▽

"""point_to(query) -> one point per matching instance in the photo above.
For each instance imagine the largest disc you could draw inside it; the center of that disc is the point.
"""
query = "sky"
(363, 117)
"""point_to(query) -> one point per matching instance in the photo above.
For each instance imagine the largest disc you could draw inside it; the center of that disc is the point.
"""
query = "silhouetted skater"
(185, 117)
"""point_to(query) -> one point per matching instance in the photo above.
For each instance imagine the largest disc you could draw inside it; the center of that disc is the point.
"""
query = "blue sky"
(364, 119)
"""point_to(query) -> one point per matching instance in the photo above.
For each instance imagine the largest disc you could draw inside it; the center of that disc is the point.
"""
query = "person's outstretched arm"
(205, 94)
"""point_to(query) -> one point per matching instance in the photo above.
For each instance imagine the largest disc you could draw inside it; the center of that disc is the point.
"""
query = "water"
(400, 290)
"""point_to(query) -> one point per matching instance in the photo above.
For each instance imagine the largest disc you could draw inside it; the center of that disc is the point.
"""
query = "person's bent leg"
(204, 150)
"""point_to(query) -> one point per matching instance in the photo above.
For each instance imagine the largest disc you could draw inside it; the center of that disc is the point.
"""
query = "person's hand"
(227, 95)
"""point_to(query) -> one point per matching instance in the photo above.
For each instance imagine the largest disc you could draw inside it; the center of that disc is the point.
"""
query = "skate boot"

△

How many lines in the items above contain the word "person"? Reply with the number alone.

• **Answer to this exercise**: 3